» **Passage shown**:
• • • •
Monday, June 27, 2011

Zais's 'cynical' rejection of federal dollars questioned

Will Moredock, writing in the Columbia City Paper, makes the case that Superintendent of Education Mick Zais falls squarely in a tradition of South Carolina leadership that places demogoguery above sound policy.

To those students of our state's checkered history, Moredock's logic isn't far from the mark.

The Palmetto State Pathology has many symptoms: poor public education, low personal income, high rates of poverty, crime, divorce, infant mortality, violence toward women and children, among other things. But all of these symptoms have one origin: a world view among the majority white population focused on past resentments and indignities, incapable of facing the world as it is, rather than the way it was or might have been.

We saw a stunning example of this old thinking recently when State Superintendent of Education Mick Zais took South Carolina out of the competition for up to $50 million in federal grant money for public schools. That $50 million is part of a $200 million pot of money the U.S. Department of Education is handing out to help reform some of the lowest-performing state school systems in the country. South Carolina certainly qualifies.

The money is allocated under a federal education program called Race to the Top. The state applied for one of the Race to the Top grants under previous state superintendent Jim Rex, a Democrat. Zais, a Republican, campaigned last year against South Carolina’s participation in the Race to the Top program. The white people of the state elected him and Zais made good on his word. He walked away from millions of dollars that might have supported teachers, schools and students in this woebegone state.
• • • •
» **Supplied material**:
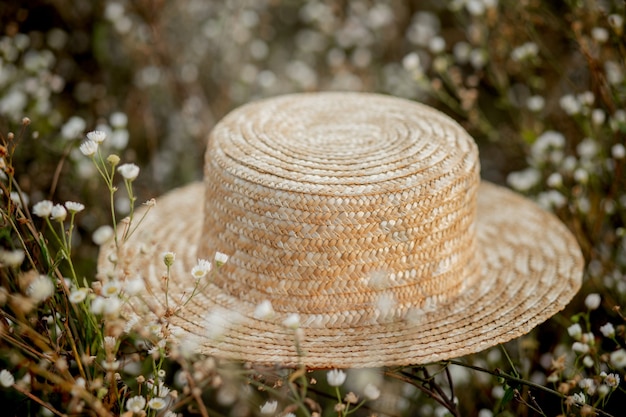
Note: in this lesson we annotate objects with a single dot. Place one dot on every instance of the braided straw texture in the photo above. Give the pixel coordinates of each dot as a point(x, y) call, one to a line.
• • • •
» **Exercise tasks**:
A. List every symptom of the "Palmetto State Pathology" that the post on Zais and federal school money names.
B. Answer these questions from the post on Zais and federal school money:
(i) In which publication was Will Moredock writing?
(ii) For how much federal grant money did Zais take South Carolina out of the competition?
(iii) Which party did Jim Rex belong to?
C. Carry on the post about Zais turning down the federal Race to the Top money, beginning after its last sentence.

» **Task results**:
A.
- Poor public education
- Low personal income
- High rates of poverty
- High rates of crime
- High rates of divorce
- High rates of infant mortality
- High rates of violence toward women and children

B.
(i) The Columbia City Paper
(ii) Up to $50 million
(iii) The Democratic Party

C.
People outside South Carolina probably have a hard time understanding this decision, but I suspect it is popular enough among Zais’ supporters. It hearkens back to the day two years ago when then-Gov. Mark Sanford tried to reject federal stimulus money, even as the state floundered in 10-percent unemployment.

Zais justified his decision, saying that taking federal education money was tantamount to taking “pieces of silver in exchange for strings attached to Washington.” This is strange logic, indeed, coming from a retired Army general who spent his career taking orders from Washington. Zais’ career also includes a stint as president of tiny Newberry College in the Upstate. His resume does not reflect any experience in public education.

Moredock calls Zais's decision and his justification of it "cynical beyond words," but he notes that our leaders have done precisely this for generations.

When it is convenient, they will readily disparage federal money as corrupt and manipulative. It is a charade that dates back at least to the New Deal and it elicits strains of pride among whites who still revere the idea of secession and belligerence toward Washington.

I call it a charade because the same politicians who spend their careers denouncing and denigrating everything that emanates from the national capital would dance of their Confederate granddaddy’s grave for the opportunity to go to Congress. And white voters who support those politicians who spurn federal stimulus and education money will reelect another politician who “brings home the bacon” to build a popular road, airport or bridge (See: Ravenel, Arthur)
...
What were the federal “strings” that were so onerous that they made tens of millions of dollars unpalatable to the superintendent of education? He didn’t specify, but it is hard to believe that running schools the Washington way could be any worse than they way we have been doing it for the last 140 years.

As Andy Brack wrote Statehouse Report: “Maybe we need these so-called government strings. Why? Because what’s been happening so far with us at the bottom of education lists hasn’t been working out that well.”

But that’s tradition and in the Palmetto State, tradition trumps all.